Texte extrait ->
====
S.Björkman : Pourquoi avez-vous mis la caméra dans tel axe, à telle hauteur quand vous tourniez tel film en 1949 ?... (Rires)
Bergman : J'ai relu le livre de Truffaut avec Hitchcock. Je l'aime beaucoup. Le seul problème, c'est que ce personnage arrogant, détestable, méchant, très intelligent, qu'est Hitchcock, est un peu apeuré lorsqu'il se retrouve en face de Truffaut. Exactement comme je me trouvais moi-même quand nous avions fait ces entretiens : ils étaient trois, deux idiots et un plus malin... Non, ce ne sont pas des idiots, ils sont étranges. En tout cas la combinaison n'était pas très bonne. Et Truffaut passe son temps à essayer de donner son opinion, page après page, et quelquefois on se demande : "Où est Hitchcock ?" Il disait à Hitchcock ce qu'Hitchcock devait dire... C'est très intéressant de le relire aujourd'hui. Truffaut a, à juste titre, une très grande admiration pour Hitchcock. Il le considère comme le génie qu'il était. Mais il essaye sans arrêt d'expliquer à Hitchcock qu'il a compris Hitchcock mieux que lui-même. Et c'est très touchant.
====
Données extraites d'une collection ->

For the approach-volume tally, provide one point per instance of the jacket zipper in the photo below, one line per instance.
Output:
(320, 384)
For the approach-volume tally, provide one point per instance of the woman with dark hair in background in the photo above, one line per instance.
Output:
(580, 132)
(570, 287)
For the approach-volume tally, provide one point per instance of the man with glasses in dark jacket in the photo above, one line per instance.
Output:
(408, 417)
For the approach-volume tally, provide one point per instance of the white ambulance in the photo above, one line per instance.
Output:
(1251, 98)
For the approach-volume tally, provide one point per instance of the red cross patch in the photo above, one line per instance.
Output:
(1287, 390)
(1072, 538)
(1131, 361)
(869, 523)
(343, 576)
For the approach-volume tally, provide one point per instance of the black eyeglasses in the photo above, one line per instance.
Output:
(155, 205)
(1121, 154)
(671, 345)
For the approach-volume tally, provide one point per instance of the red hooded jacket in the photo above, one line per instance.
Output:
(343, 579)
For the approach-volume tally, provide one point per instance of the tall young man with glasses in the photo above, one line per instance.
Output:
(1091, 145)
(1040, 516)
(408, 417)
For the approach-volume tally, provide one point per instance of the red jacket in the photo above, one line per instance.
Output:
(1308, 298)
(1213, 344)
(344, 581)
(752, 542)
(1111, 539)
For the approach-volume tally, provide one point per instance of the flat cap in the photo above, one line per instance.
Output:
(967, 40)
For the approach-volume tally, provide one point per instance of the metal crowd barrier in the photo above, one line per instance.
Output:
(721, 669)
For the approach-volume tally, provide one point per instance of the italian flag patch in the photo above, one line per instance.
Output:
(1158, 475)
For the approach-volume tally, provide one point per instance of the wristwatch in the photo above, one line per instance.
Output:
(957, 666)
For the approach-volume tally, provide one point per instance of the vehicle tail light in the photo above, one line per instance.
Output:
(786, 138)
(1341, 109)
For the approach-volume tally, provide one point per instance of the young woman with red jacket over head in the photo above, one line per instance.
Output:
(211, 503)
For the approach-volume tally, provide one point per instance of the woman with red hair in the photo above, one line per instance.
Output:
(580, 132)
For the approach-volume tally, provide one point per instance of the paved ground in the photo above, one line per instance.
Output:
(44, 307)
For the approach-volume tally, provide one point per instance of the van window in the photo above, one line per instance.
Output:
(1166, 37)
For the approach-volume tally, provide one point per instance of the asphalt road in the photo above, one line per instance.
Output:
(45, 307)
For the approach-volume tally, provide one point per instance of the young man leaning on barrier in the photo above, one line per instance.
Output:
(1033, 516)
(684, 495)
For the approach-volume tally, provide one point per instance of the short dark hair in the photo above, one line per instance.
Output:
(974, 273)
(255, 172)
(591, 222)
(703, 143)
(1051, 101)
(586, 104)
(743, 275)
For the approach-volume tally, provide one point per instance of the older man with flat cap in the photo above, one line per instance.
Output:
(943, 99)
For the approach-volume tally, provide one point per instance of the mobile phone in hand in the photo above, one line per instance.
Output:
====
Recopiez en entier l'entretien sur le livre de Truffaut avec Hitchcock, sans en modifier un seul caractère.

S.Björkman : Pourquoi avez-vous mis la caméra dans tel axe, à telle hauteur quand vous tourniez tel film en 1949 ?... (Rires)
Bergman : J'ai relu le livre de Truffaut avec Hitchcock. Je l'aime beaucoup. Le seul problème, c'est que ce personnage arrogant, détestable, méchant, très intelligent, qu'est Hitchcock, est un peu apeuré lorsqu'il se retrouve en face de Truffaut. Exactement comme je me trouvais moi-même quand nous avions fait ces entretiens : ils étaient trois, deux idiots et un plus malin... Non, ce ne sont pas des idiots, ils sont étranges. En tout cas la combinaison n'était pas très bonne. Et Truffaut passe son temps à essayer de donner son opinion, page après page, et quelquefois on se demande : "Où est Hitchcock ?" Il disait à Hitchcock ce qu'Hitchcock devait dire... C'est très intéressant de le relire aujourd'hui. Truffaut a, à juste titre, une très grande admiration pour Hitchcock. Il le considère comme le génie qu'il était. Mais il essaye sans arrêt d'expliquer à Hitchcock qu'il a compris Hitchcock mieux que lui-même. Et c'est très touchant.